[Listing start]

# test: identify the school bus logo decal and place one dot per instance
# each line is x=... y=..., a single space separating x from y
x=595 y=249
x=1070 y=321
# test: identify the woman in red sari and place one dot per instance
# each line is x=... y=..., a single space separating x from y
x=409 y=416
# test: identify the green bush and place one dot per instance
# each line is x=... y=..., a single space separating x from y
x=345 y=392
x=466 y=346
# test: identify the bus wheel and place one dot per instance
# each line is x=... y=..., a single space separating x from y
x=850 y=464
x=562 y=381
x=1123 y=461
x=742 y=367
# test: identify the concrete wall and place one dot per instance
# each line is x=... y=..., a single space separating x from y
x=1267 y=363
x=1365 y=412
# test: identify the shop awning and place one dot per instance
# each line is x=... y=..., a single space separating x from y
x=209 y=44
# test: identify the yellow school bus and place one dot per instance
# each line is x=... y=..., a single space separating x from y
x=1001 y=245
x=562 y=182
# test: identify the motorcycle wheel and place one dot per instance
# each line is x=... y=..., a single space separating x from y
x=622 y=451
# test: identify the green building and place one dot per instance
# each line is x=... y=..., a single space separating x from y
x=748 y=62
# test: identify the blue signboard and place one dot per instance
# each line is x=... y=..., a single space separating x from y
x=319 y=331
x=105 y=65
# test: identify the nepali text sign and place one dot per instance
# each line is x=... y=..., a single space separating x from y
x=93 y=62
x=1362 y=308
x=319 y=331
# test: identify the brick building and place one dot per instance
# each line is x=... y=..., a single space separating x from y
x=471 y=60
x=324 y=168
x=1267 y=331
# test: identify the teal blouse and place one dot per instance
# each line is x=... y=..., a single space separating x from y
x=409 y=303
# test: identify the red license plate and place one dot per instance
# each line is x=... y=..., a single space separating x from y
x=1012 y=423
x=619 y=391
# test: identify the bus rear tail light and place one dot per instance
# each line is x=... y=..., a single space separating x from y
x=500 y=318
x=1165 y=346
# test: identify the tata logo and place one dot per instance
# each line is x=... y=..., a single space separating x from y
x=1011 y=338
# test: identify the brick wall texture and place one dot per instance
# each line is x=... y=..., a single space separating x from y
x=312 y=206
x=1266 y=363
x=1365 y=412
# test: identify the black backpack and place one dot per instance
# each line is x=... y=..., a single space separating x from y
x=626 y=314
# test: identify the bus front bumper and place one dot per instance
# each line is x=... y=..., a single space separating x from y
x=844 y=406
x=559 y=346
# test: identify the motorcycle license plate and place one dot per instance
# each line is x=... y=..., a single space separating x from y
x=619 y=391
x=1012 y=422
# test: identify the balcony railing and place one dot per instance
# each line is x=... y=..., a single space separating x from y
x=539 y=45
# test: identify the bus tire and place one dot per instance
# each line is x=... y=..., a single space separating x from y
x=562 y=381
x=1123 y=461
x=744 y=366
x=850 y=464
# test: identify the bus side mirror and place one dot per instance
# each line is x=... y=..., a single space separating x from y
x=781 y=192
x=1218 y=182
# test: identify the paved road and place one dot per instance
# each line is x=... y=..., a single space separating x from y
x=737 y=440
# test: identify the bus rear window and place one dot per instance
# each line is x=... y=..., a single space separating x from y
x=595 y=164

[Listing end]

Set exercise => Reproduce the listing above with every occurrence of "identify" changed to "locate", leaving all other text as it stands.

Task output =>
# test: locate the school bus logo decal and place one dot per instance
# each line is x=... y=..., a single space separating x from y
x=595 y=249
x=1070 y=321
# test: locate the woman in red sari and place one dot per instance
# each line is x=... y=..., a single space separating x from y
x=409 y=416
# test: locate the green bush and place one dot per instance
# each line is x=... y=..., a single space separating x from y
x=345 y=392
x=466 y=346
# test: locate the bus wheel and place one dot per instance
# each line is x=... y=..., a single space separating x from y
x=850 y=464
x=562 y=381
x=1123 y=461
x=742 y=367
# test: locate the concrete wall and place one dot per instance
# each line is x=... y=..., a single space separating x from y
x=1267 y=363
x=1365 y=412
# test: locate the shop awning and place one dot per instance
# each line is x=... y=..., a single space separating x from y
x=209 y=44
# test: locate the yellow school bus and place one dot per instance
# each line is x=... y=..., a single space separating x from y
x=1001 y=245
x=562 y=182
# test: locate the motorcycle wheel and place one dot per instance
# each line is x=... y=..., a single space separating x from y
x=622 y=451
# test: locate the green building and place one dot per instance
# each line is x=... y=..., a single space separating x from y
x=748 y=62
# test: locate the blue signboard and place one dot per instance
# each line is x=... y=..., a single space separating x from y
x=319 y=331
x=105 y=65
# test: locate the nepali text sign and place one dot per instance
# each line is x=... y=..., a single space separating x from y
x=93 y=62
x=1362 y=308
x=319 y=331
# test: locate the brick building and place one dot per instance
# each line is x=... y=..., a single space separating x from y
x=471 y=60
x=324 y=168
x=1267 y=331
# test: locate the teal blouse and place one dot per instance
# each line is x=... y=..., a single space separating x from y
x=409 y=303
# test: locate the red license plate and place one dot per instance
# each line is x=... y=..., a single space separating x from y
x=1012 y=423
x=619 y=391
# test: locate the bus rear tail light and place one dot per instance
# each line is x=... y=..., a single space separating x from y
x=500 y=318
x=1165 y=346
# test: locate the tata logo and place one dot per instance
# each line is x=... y=..., a single space separating x from y
x=1011 y=338
# test: locate the brick wall texture and place one dot per instance
# each line is x=... y=..., a single space separating x from y
x=312 y=206
x=1266 y=363
x=1365 y=412
# test: locate the black backpack and place one dot per instance
# each line is x=... y=..., a single space separating x from y
x=626 y=314
# test: locate the bus front bumper and place one dot per instance
# each line is x=... y=..., a single space separating x from y
x=844 y=406
x=559 y=346
# test: locate the motorcycle license plate and place one dot per instance
# each line is x=... y=..., a single space separating x from y
x=619 y=391
x=1012 y=422
# test: locate the balcony railing and place one dot per instance
# each line is x=... y=..., a single space separating x from y
x=539 y=45
# test: locate the bus tire and place one dot per instance
# each line is x=... y=..., a single space separating x from y
x=562 y=381
x=1123 y=461
x=744 y=366
x=850 y=464
# test: locate the bus side mirror and place one dot per instance
# each line is x=... y=..., a single space separating x from y
x=781 y=192
x=1218 y=182
# test: locate the paved road and place one dot per instance
# each line is x=... y=..., a single space separating x from y
x=737 y=440
# test: locate the bus rear window and place one dot per instance
# each line is x=... y=..., a single space separating x from y
x=595 y=164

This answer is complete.